======== Entries provided ========

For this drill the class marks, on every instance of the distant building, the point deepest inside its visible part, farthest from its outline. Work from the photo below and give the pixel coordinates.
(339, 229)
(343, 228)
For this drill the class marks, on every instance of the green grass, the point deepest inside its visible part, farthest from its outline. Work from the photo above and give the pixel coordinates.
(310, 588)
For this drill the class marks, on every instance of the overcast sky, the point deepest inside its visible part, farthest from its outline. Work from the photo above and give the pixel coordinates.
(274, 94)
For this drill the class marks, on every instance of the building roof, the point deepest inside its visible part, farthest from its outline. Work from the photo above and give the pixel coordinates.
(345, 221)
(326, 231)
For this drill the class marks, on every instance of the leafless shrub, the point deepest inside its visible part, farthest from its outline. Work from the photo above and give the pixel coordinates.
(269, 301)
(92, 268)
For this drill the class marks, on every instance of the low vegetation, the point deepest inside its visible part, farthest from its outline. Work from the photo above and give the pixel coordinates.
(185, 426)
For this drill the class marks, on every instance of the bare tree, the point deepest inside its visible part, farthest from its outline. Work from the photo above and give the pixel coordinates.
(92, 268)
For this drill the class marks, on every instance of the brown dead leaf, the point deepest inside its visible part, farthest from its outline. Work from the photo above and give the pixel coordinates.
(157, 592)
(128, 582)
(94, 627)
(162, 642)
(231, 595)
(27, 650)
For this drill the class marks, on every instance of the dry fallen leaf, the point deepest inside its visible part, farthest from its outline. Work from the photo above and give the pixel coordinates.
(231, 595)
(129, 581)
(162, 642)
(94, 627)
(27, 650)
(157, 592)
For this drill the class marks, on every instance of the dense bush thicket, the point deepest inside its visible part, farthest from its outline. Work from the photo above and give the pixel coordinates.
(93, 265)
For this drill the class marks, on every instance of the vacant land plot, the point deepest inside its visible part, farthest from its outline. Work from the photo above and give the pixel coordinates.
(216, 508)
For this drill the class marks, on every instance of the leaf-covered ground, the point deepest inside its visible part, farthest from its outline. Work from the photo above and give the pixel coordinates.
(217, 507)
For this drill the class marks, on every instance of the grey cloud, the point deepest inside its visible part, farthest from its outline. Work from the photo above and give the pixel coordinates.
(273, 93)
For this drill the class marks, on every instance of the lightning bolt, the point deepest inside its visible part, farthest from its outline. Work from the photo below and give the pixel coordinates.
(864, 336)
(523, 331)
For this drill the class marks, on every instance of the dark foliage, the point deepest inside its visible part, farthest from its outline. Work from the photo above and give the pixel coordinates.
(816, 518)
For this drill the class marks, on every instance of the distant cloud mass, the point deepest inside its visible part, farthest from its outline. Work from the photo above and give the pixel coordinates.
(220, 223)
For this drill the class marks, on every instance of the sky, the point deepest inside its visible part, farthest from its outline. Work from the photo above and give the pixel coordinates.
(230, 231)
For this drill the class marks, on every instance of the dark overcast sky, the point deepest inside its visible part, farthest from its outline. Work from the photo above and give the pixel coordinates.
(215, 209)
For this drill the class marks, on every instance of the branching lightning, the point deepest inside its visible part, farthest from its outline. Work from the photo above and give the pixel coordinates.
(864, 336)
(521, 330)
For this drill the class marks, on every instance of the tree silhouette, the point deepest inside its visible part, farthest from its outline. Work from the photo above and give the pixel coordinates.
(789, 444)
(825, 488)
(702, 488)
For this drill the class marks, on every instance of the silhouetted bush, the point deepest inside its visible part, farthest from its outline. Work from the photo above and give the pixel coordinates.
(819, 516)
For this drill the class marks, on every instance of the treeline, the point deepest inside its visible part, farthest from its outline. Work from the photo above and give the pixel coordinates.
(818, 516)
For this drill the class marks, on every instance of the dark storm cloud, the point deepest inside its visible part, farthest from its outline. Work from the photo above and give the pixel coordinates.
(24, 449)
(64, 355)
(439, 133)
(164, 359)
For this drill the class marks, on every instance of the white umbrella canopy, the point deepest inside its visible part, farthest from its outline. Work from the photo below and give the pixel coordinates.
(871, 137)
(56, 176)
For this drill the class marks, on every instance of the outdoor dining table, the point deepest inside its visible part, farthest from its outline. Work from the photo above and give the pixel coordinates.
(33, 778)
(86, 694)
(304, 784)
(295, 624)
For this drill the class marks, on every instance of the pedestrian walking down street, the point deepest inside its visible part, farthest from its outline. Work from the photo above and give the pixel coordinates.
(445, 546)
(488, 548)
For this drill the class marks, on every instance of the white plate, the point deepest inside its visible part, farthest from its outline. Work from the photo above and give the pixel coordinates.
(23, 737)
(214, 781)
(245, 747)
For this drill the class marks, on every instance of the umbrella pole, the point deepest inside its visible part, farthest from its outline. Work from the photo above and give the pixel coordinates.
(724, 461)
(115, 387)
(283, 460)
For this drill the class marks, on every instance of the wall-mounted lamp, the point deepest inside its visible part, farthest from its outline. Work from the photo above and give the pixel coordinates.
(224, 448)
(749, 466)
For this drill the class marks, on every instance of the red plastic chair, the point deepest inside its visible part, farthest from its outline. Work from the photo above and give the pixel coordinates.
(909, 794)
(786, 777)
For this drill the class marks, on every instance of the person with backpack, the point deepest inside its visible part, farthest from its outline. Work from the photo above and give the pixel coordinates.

========

Each line, starting with the one containing "of the pedestrian" and ending with the last line of the records above, should be reproduced exactly.

▸ Response to the exercise
For this drill the class marks, on every instance of the pedestrian walking down street, the point deepest inside its visible part, farthest from its outline. Work from the photo above and give the pixel coordinates.
(445, 546)
(488, 548)
For this drill the class marks, on every instance of the white plate, the point deepest inside its visible part, farthest from its outline. Work from the photo above and give the pixel coordinates.
(23, 737)
(214, 781)
(245, 747)
For this drill the class marks, on every instance of the umbrella pole, the point deepest inside its visible part, farthest from its outline. Work from the photo above and give the pixel coordinates.
(724, 461)
(115, 387)
(283, 460)
For this drill the class marks, on every instance of the wall-mounted lamp, the point deepest inside its visible part, farthest from its outline. Work from the photo above and give the pixel coordinates.
(224, 448)
(749, 466)
For this drill the class marks, on every instance of the red plastic chair, the point deepest inside its visible part, farthest from its outline. Work from the photo above and give the pixel coordinates.
(909, 794)
(786, 777)
For this drill the class marks, on every instance of the person with backpack, the point deepest inside its visible part, farthest from its outline. Work from the photo above and give the pixel coordinates.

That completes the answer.